*Extrait*.
.....

L’ONU multiplie les alertes
Le général Mohamed Daglo, chef des FSR, a reconnu mercredi la «catastrophe» endurée par les habitants de la ville, qui étaient assiégés depuis 18 mois, mais réaffirmé son engagement pour «l’unité du Soudan par la paix ou par la guerre», dans un discours sur sa chaine Telegram. Lundi, le chef de l’armée, le général Abdel Fattah al-Burhane, avait reconnu le retrait de ses hommes de la ville mais dit que son camp était déterminé à continuer de se battre. Le secrétaire général de l’ONU Antonio Guterres s’est dit jeudi «gravement préoccupé par l’escalade» à El-Facher, appelant à «mettre un terme immédiatement (…) aux hostilités».
Auparavant, les institutions onusiennes avaient multiplié les alertes sur les «atrocités», les massacres de civils ou les risques de «nettoyage ethnique». Jeudi, le ministre adjoint britannique des Affaires étrangères, Stephan Doughty, a évoqué «des preuves croissantes de civils sans défense exécutés et torturés», lors d’une intervention à la chambre basse. Les informations sur le meurtre de plus de 460 personnes dans l’hôpital saoudien d’El-Facher, dénoncé par des bénévoles locaux et étayé par des images satellite, a suscité l’indignation la plus vive. La directrice du Fonds des Nations unies pour la population (FNUAP), Diene Keita, a qualifié l’attaque de «monstruosité indicible», ajoutant que «le monde ne doit pas rester silencieux».
«Situation humanitaire critique»

.....

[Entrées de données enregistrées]

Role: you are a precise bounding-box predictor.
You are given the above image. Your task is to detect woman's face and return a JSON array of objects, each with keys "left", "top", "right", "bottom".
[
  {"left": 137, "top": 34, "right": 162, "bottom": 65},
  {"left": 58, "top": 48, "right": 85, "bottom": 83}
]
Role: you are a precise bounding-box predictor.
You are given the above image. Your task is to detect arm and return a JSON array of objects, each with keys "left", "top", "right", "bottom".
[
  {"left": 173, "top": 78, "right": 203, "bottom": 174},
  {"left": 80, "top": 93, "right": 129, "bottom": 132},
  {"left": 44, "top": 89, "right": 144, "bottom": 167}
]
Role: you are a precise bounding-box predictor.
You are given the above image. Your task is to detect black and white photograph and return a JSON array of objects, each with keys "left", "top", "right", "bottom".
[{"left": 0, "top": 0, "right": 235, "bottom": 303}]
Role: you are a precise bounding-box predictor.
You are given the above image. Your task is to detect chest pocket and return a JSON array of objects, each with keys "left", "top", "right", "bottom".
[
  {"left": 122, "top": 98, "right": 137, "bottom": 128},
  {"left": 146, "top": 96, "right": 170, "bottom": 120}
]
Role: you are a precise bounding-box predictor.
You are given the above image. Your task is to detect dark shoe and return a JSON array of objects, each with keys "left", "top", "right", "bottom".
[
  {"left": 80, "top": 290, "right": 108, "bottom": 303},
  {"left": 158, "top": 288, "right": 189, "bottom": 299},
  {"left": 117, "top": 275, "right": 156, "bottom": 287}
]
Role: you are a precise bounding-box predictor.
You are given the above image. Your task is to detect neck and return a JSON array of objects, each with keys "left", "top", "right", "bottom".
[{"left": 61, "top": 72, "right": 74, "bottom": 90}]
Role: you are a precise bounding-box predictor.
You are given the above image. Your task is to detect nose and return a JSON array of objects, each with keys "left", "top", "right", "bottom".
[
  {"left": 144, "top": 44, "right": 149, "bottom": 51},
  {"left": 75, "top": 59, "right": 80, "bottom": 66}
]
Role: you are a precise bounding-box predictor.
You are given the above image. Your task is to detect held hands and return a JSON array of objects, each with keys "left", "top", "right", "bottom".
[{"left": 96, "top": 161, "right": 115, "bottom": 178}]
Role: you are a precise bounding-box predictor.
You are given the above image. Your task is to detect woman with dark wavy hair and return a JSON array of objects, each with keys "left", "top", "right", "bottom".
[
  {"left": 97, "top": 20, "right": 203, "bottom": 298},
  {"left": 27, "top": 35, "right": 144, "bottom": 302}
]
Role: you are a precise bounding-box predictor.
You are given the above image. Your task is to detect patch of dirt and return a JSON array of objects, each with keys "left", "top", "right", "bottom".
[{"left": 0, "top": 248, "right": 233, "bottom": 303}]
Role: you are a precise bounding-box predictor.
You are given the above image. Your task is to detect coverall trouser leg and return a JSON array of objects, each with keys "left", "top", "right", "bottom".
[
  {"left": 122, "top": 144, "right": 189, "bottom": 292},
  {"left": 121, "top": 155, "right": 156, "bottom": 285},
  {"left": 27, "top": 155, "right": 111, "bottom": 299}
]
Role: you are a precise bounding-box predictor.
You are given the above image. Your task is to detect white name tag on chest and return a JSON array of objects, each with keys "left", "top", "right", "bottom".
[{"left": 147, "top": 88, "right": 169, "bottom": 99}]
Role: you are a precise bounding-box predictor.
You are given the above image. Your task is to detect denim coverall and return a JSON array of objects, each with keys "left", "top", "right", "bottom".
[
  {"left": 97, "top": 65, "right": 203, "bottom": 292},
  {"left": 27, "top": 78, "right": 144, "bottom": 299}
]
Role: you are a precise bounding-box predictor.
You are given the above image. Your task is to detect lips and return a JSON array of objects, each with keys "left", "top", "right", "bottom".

.....

*Consigne*. Recopiez mot pour mot l'intégralité de l'extrait sur El-Facher.

*Réponse rédigée*.
L’ONU multiplie les alertes
Le général Mohamed Daglo, chef des FSR, a reconnu mercredi la «catastrophe» endurée par les habitants de la ville, qui étaient assiégés depuis 18 mois, mais réaffirmé son engagement pour «l’unité du Soudan par la paix ou par la guerre», dans un discours sur sa chaine Telegram. Lundi, le chef de l’armée, le général Abdel Fattah al-Burhane, avait reconnu le retrait de ses hommes de la ville mais dit que son camp était déterminé à continuer de se battre. Le secrétaire général de l’ONU Antonio Guterres s’est dit jeudi «gravement préoccupé par l’escalade» à El-Facher, appelant à «mettre un terme immédiatement (…) aux hostilités».
Auparavant, les institutions onusiennes avaient multiplié les alertes sur les «atrocités», les massacres de civils ou les risques de «nettoyage ethnique». Jeudi, le ministre adjoint britannique des Affaires étrangères, Stephan Doughty, a évoqué «des preuves croissantes de civils sans défense exécutés et torturés», lors d’une intervention à la chambre basse. Les informations sur le meurtre de plus de 460 personnes dans l’hôpital saoudien d’El-Facher, dénoncé par des bénévoles locaux et étayé par des images satellite, a suscité l’indignation la plus vive. La directrice du Fonds des Nations unies pour la population (FNUAP), Diene Keita, a qualifié l’attaque de «monstruosité indicible», ajoutant que «le monde ne doit pas rester silencieux».
«Situation humanitaire critique»